YOUR GOAL - Repeat the records exactly. Every line must match.

(Recorded data)

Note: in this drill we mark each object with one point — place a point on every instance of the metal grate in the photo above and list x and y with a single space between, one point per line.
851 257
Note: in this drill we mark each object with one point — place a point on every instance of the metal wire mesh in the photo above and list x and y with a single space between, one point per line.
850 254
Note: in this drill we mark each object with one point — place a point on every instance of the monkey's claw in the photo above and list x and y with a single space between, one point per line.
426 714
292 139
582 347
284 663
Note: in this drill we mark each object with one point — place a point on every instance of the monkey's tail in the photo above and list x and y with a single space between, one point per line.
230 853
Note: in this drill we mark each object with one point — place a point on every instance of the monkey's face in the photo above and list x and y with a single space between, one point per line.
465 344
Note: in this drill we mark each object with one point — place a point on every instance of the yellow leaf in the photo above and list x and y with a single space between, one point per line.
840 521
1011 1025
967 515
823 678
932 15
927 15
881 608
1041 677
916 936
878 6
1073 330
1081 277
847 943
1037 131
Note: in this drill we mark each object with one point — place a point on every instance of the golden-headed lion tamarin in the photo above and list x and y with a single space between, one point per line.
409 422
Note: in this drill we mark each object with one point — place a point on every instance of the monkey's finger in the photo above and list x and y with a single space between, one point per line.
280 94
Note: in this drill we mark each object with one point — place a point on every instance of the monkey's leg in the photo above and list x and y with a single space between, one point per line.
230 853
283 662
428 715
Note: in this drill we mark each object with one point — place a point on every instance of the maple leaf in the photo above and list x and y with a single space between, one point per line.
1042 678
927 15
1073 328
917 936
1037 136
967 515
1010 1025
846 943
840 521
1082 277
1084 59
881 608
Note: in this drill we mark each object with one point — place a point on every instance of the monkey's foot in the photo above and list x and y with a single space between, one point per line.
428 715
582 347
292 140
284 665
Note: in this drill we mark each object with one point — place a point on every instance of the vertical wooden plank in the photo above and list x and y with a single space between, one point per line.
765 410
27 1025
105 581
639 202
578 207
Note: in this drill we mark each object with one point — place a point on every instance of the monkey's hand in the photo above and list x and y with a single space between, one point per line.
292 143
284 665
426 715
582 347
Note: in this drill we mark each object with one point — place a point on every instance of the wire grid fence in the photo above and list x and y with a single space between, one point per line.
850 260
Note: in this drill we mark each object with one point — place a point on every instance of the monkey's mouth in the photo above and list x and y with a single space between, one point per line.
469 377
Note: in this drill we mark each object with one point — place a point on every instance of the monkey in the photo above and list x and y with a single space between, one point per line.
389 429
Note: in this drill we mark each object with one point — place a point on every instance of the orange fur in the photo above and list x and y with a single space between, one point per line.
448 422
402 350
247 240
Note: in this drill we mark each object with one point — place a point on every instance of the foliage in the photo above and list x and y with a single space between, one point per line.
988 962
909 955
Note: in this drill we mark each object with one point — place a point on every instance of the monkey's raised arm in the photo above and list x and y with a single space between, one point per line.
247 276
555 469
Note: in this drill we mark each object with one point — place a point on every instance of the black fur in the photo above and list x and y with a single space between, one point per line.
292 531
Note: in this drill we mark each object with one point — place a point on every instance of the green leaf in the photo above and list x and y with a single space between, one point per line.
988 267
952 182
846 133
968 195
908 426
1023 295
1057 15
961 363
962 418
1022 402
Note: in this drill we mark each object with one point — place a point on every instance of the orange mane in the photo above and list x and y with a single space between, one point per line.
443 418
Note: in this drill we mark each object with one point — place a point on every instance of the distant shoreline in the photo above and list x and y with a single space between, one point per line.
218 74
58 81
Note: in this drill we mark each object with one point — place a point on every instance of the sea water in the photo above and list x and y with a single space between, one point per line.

OUTPUT BELOW -
Note: in this drill we mark each object with one point — place a point on every instance of the metal grate in the photo above and list x and y with a single space between, one point per line.
851 257
Note: in this drill we mark each object with one point — place a point on every instance of the metal wire mesh in the photo above and list x and y with a single space between, one point per line.
850 254
Note: in this drill we mark each object with one point — place a point on every instance of the monkey's claw in the photo above and list x and y with a single space between, one point per line.
426 714
292 139
582 347
284 663
Note: in this drill we mark each object with one point — place a point on every instance of the monkey's tail in the photo above and list x and y with a single space between, one point per line.
230 853
Note: in this drill we mark each object with one point — place a point on every instance of the monkey's face in the photo above and list x and y with a single space between, one point per line.
465 344
Note: in this drill we mark each object with one point — place a point on every instance of the yellow leaf in the photo above and list x and y with a single space between, one point per line.
840 521
1011 1025
967 515
823 678
932 15
927 15
881 608
1041 677
916 936
878 6
1073 330
1081 277
847 943
1037 131
Note: in this drill we mark each object with one point — place a point on every instance of the golden-headed lion tamarin in the photo above and list x and y with a single space between, one point per line.
409 422
Note: in this drill we mark each object with one point — place a point on every instance of the monkey's finger in the photo above and list x and y with a single space between, one point per line.
280 94
Note: in this drill we mark each object with one point — place a point on every instance of the monkey's leg in the photo above and list x and y with a single space between, one point per line.
230 853
283 662
428 715
Note: in this drill we mark each object with one point — place a point on every instance of the maple leaf in the photo above and list x and y with a single space between, one point per line.
1042 678
927 15
1073 328
917 936
1037 136
967 515
1010 1025
846 943
840 521
1082 277
1084 59
881 608
Note: in this drill we mark each object with one point — place a point on every instance of the monkey's foot in the photo above and list x and y with a single space between, one point per line.
428 715
582 347
292 140
284 665
Note: in this drill we mark each object with one point — place a point on every instance of the vertical wooden plank in the photo above and list x and y with a single space between, one point per line.
765 410
27 1025
105 581
639 202
578 207
Note: in this drill we mark each object with one point — place a point on every instance of the monkey's hand in the photo above and list x and y with a single space between, one point per line.
292 143
284 665
426 715
582 347
Note: in this drill we mark each object with one point — place a point on every instance of the wire grid fence in the photo above and list x and y with a single space between, one point per line.
850 260
Note: in this drill we mark each object with one point — place a point on every instance of the monkey's mouth in the photo above and list x and y with a single space between, one point per line.
469 377
Note: in this drill we mark each object with one point — place a point on every instance of the monkey in the photo above and list x and y with a single space between, one point per line.
389 429
Note: in this drill we mark each object with one point — place a point on every instance of the orange fur in the photo above and list x and y with a single space between, one point per line.
448 422
402 350
247 240
Note: in this drill we mark each object with one point — place a point on every instance of the foliage in the photo above and list x and y with a single space between, one point per line.
988 962
909 955
Note: in this drill we mark each object with one point — place a point on every instance of the monkey's raised arm in the photo above and list x and y with a single space between, one point per line.
247 276
555 469
Note: in this drill we mark each object with one point — place a point on every instance of the black fur in the photo above and list x and y with a single space between, one point per line.
292 531
Note: in this drill we mark each object with one point — place a point on every instance of the green leaf in the photo above and list x and y with a single space between, one point per line.
988 267
952 182
846 133
968 195
908 426
1023 295
1057 15
961 363
962 418
1022 402
Note: in this drill we mark each object with one point — place a point on every instance of the orange mane in the photo above and list x and y with a single space between, one point per line.
443 418
Note: in this drill we mark each object with one point — place a point on every instance of the distant shoreline in the photo above and list x and y with a single space between, one point per line.
218 74
58 81
Note: in this drill we mark each object with one point — place a point on every instance of the sea water in the photo above and list x and y with a single space between, one point per line.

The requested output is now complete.